== Document section

On March 14, 2006, Prince Manvendra Singh Gohil came out — the world’s first openly gay prince. He now runs the LGBT charity the Lakshya Trust in the western Indian state of Gujarat.
Prince Manvendra Singh Gohil’s family ruled the Kingdom of Rajpipla for over 600 years. Following Indian independence in 1947, the prince’s great-grandfather gifted his kingdom to the new democracy. Then, in 1971, the Indian government abolished princely orders. However, Prince Manvendra’s father, the honorary Maharaja of Rajpipla, retains a high social status and still carries out traditional and charitable duties in the former kingdom.
Brought up in a palace by a nanny, Prince Manvendra recognised his attraction to men at an early age. However, like many of us of a similar age, he had no one to talk to about it and learned nothing useful from school sex education.
“Sex education in school was about lions, zebras and giraffes. I wondered — I’m not going to have sex with a zebra. Why are they teaching us this?”

====

• [Brief A] In the passage about Prince Manvendra Singh Gohil, quote everything from "Prince Manvendra Singh Gohil’s" down to "the former kingdom.".
• [Brief B] Extend the passage about Prince Manvendra Singh Gohil, picking up right after its last sentence.

== Data section

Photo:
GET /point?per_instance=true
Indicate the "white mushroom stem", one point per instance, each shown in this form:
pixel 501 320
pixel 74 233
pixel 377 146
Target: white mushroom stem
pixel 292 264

====
== Data section

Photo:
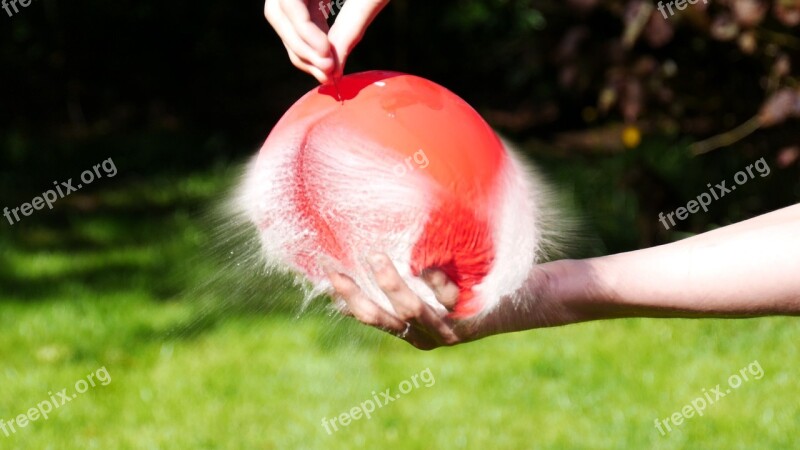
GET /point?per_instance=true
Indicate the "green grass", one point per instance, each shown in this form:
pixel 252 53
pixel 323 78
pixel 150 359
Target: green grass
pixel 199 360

====

• [Written answer A]
Prince Manvendra Singh Gohil’s family ruled the Kingdom of Rajpipla for over 600 years. Following Indian independence in 1947, the prince’s great-grandfather gifted his kingdom to the new democracy. Then, in 1971, the Indian government abolished princely orders. However, Prince Manvendra’s father, the honorary Maharaja of Rajpipla, retains a high social status and still carries out traditional and charitable duties in the former kingdom.

• [Written answer B]
At 25, Prince Manvendra submitted to an arranged marriage. Although he and his princess bride became good friends, they never consummated the marriage and later divorced.
However, the prince consequently suffered a nervous breakdown.
Now, people accept me
“It was difficult to be gay in my family. The villagers worship us and we are role models for them. My family didn’t allow us to mix with ordinary or low-caste people. Our exposure to the liberal world was minimal. Only when I was hospitalized after my nervous breakdown in 2002 did my doctor inform my parents about my sexuality.
“All these years I was hiding my sexuality from my parents, family and people. I never liked it and I wanted to face the reality. When I came out in the open and gave an interview to a friendly journalist, my life was transformed. Now, people accept me.”
Even before coming out to his parents, the prince discreetly established the Lakshya Trust, initially focused on HIV/AIDS education and prevention. However, after defying his parents and coming out publicly in 2006, he devoted himself fully to charitable work and activism.
In recent years, Prince Manvendra opened a refuge for queer people disowned by their families on a former palace site given to him by his father. Although originally disowned by his family, the prince says he and his father get on better these days. But he and his mother still avoid each other.
Manvendra married American man Deandre Richardson in 2013. Although India does not yet recognise same-sex marriage, following the decriminalisation of homosexuality in 2018, he hopes for further reforms.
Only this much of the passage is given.